Extrait du texte
• • • •

La cryogénisation, un simple mythe de science-fiction ? Pas si sûr… Pour la toute première fois, des humains ont été placés en biostase par des médecins américains, un état à mi-chemin entre l’hibernation et la cryogénisation.
Cet essai clinique se déroule actuellement au sein de l’University of Maryland Medical Centre, à Baltimore, et ses résultats devraient pouvoir être annoncés d’ici fin 2020, selon le Dr Samuel Tisherman et son équipe. Ce dernier a néanmoins accepté de dévoiler quelques détails de ces expérimentations aux journalistes de New Scientist.
Sauver la vie de patients entre la vie et la mort
La biostase, officiellement appelée “préservation d’urgence avec réanimation” (EPR) est actuellement utilisée dans le but de sauver la vie de patients gravement blessés. Lorsqu’une personne arrive à l’hôpital avec un traumatisme aigu, comme une blessure par balle ou par arme blanche, les médecins peuvent le placer dans cet état sous deux conditions : qu’il soit en situation d’arrêt cardiaque et qu’il ait perdu plus de la moitié de son sang.

• • • •

Données fournies

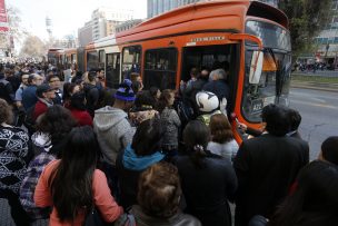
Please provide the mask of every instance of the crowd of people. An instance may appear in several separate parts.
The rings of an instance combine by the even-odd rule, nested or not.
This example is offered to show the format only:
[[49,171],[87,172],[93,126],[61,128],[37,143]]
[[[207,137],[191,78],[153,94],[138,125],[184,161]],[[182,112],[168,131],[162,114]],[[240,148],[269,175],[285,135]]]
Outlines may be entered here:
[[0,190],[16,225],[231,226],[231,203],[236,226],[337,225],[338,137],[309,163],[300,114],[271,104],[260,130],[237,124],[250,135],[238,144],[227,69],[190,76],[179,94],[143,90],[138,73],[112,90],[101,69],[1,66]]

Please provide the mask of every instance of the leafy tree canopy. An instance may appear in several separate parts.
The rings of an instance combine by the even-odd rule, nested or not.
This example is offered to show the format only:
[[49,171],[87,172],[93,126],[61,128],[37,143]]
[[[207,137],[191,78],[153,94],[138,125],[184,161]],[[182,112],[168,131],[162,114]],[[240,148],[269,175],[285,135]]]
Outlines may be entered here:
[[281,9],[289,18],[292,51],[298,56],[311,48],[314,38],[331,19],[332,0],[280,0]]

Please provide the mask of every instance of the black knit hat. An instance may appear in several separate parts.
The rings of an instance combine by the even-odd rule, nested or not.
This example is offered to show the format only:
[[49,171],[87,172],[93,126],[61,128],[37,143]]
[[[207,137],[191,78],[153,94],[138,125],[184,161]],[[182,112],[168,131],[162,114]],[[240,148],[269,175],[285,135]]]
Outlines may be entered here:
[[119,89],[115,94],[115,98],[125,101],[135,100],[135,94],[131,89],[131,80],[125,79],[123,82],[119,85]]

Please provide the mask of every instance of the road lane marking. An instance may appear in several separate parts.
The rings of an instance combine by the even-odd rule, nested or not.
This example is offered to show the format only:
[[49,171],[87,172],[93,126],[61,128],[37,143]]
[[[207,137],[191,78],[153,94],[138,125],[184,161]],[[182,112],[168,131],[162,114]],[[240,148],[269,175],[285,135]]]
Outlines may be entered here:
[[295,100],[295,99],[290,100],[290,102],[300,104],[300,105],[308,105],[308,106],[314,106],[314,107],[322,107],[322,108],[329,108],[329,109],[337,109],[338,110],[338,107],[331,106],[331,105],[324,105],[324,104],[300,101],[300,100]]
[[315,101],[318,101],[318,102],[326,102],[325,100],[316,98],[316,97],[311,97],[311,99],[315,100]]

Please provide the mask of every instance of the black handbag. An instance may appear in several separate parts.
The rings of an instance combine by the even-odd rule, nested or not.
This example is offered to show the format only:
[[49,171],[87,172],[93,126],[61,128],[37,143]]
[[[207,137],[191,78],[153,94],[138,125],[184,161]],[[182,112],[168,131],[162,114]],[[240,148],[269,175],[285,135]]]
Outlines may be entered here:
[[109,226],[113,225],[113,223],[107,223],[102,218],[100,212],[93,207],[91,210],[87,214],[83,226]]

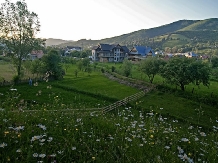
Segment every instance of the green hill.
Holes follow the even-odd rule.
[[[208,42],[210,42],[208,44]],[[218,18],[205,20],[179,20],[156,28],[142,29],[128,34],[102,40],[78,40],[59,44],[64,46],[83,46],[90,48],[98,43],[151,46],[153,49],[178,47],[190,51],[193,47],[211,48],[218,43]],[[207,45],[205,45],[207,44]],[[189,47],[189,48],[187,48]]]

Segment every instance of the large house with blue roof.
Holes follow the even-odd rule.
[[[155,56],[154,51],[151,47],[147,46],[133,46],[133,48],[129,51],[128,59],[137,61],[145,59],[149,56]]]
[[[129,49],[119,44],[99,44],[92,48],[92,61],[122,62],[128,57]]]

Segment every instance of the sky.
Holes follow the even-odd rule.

• • • •

Série d'exercices
[1] Recopiez le passage de l'extrait sur la biostase qui commence aux mots « Sauver la vie de patients entre » et s'arrête après les mots « de son sang. ».
[2] D'après l'extrait sur la biostase, quelles sont les deux conditions requises pour que les médecins placent un patient dans cet état ?
Les enregistrements ci-dessus proviennent d'une autre source que le texte.

Réponses par exercice
[1]
Sauver la vie de patients entre la vie et la mort
La biostase, officiellement appelée “préservation d’urgence avec réanimation” (EPR) est actuellement utilisée dans le but de sauver la vie de patients gravement blessés. Lorsqu’une personne arrive à l’hôpital avec un traumatisme aigu, comme une blessure par balle ou par arme blanche, les médecins peuvent le placer dans cet état sous deux conditions : qu’il soit en situation d’arrêt cardiaque et qu’il ait perdu plus de la moitié de son sang.

[2] Le patient doit être en arrêt cardiaque et avoir perdu plus de la moitié de son sang.